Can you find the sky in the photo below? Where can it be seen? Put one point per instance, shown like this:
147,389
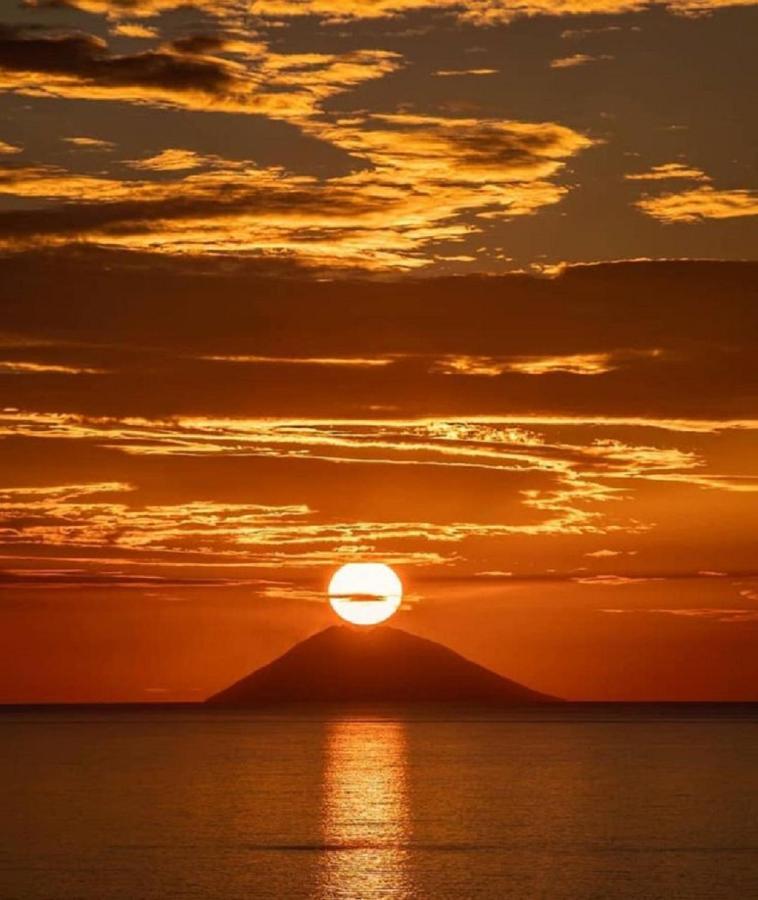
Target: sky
469,289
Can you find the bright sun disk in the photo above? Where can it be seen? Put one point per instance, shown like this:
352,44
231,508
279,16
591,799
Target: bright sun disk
365,593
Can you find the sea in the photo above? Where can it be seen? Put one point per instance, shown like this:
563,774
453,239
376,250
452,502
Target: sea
577,801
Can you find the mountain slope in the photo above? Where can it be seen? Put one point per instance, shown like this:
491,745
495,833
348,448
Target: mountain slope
343,664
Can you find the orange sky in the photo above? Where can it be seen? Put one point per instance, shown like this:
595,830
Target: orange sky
288,285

====================

**PROBLEM**
Set down each entry above exactly as it appears. Omit the pictures.

**SOLUTION TO THE PROBLEM**
Can you find the sky in the photo below? Where can it be seen? Put one point per instance, shown like this:
147,389
Target: sky
469,289
Can you find the bright sun disk in the photo above? Where can it be seen? Put one point per instance, shown like this:
352,44
231,508
279,16
591,799
Target: bright sun disk
365,593
Can you find the sea in the photo above? Where can it be seen? Put one point per instance, shown like this:
563,774
453,239
376,250
452,502
Target: sea
577,801
Can you find the mountain slope in the photo above? Where can it be seen? Put one point per instance, shown like this:
491,745
495,833
348,448
Target: mountain slope
343,664
Can you find the orange sky in the photo above? Where can it be seen? Put one point per instance, shown like this:
595,830
Target: orange sky
288,285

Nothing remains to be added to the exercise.